## [DOCUMENT SEGMENT]
YTC raises doubt about Children's Advocate report
Pringle's report calls YTC's response to child's needs "inadequate"
The Yorkton Tribal Council (YTC) is expressing doubt about some aspects of an investigation into the murder of a six-year-old foster boy.
The Saskatchewan Advocate for Children and Youth released a report Wednesday following his investigation into the death of Lee Bonneau. The young boy was murdered by a 10 year old on the Kahkewistahaw First Nation last August. That 10 year old was getting services from the Yorkton Tribal Council.
In Bob Pringle's report, he says the YTC’s response to concerns that were raised about the boy were “inadequate.” The report states the first documented contact between Derek’s family and the Yorkton Tribal Council Child and Family Services was November 2008. The report goes on to say that various red flags were not properly followed up on including three separate reports from the school asking the agency for help, a diagnosis of FASD, and an incident where Derek was implicated in killing a pregnant dog.
The report states that the agency conducted a home visit on March 8, 2013.
“This was the first documented instance throughout the four and a half years of Agency involvement where Derek was actually spoken to by an Agency staff member,” states the report.
The director of the YTC Child and Family Services tried calling the accuracy of that into question Wednesday during a news conference.
“I’m going to have to check that out,” said Raymond Shingoose. “We have to look at the accuracy of that statement in his report.”
Shingoose said he is unsure whether the Advocate took into account other service providers who may have met with Derek. Pringle calls that “nonsense.”
“I reject that because we interviewed every staff member who was involved who had a role with this family,” said Pringle Thursday morning to guest host Murray Wood on John Gormley Live.

## [PARTS OF THE EXERCISE]
**1)** In the news report on the Yorkton Tribal Council, what date does the Advocate's report give for the agency's home visit?
**2)** Condense the paragraph of the news report on the Yorkton Tribal Council that begins "In Bob Pringle's report" into a short bulleted list, keeping its main facts.

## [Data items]
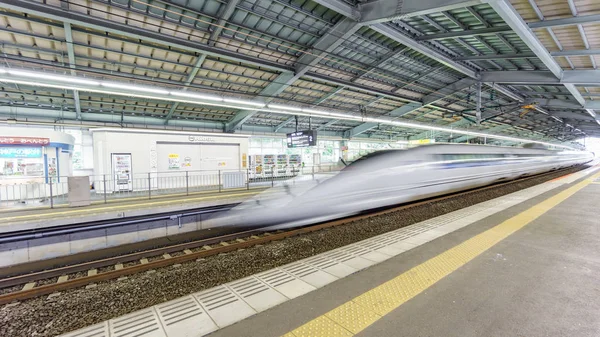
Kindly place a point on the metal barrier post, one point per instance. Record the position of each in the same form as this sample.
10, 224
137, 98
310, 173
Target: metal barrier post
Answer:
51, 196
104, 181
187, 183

...

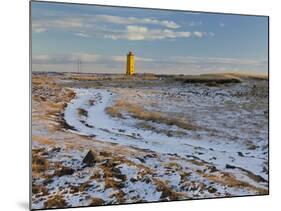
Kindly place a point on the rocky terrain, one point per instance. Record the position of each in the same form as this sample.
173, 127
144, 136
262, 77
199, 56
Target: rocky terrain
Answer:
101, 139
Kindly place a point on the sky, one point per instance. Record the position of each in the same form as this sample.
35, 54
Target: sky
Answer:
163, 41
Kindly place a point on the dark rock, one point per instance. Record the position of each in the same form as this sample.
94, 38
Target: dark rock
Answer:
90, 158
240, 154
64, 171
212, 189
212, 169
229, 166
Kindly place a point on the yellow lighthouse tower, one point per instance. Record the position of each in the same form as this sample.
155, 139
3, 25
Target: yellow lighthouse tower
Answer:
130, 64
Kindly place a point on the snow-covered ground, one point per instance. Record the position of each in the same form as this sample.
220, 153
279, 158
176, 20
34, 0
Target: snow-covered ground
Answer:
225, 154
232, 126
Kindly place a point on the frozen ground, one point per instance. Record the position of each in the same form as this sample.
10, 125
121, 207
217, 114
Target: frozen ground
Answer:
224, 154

==

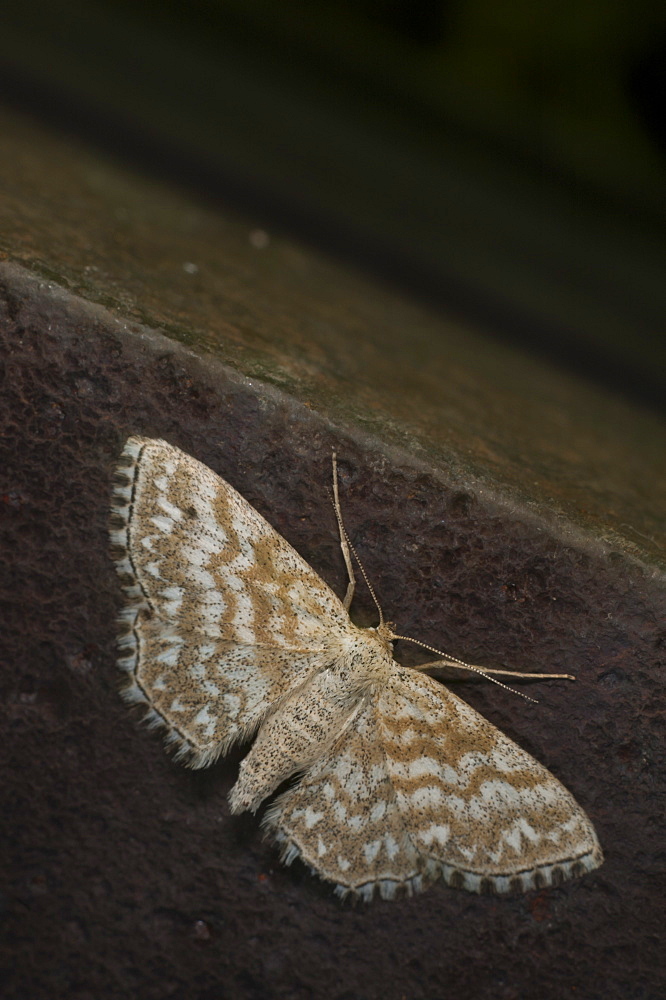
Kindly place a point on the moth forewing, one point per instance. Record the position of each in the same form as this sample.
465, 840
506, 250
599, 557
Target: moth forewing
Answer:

## [ACTIVITY ANSWERS]
**1)** March 8, 2013.

**2)**
- Bob Pringle's report calls the YTC's response to concerns raised about the boy "inadequate."
- The first documented contact between Derek's family and Yorkton Tribal Council Child and Family Services was in November 2008.
- Several red flags were not properly followed up on:
  - three separate reports from the school asking the agency for help
  - a diagnosis of FASD
  - an incident in which Derek was implicated in killing a pregnant dog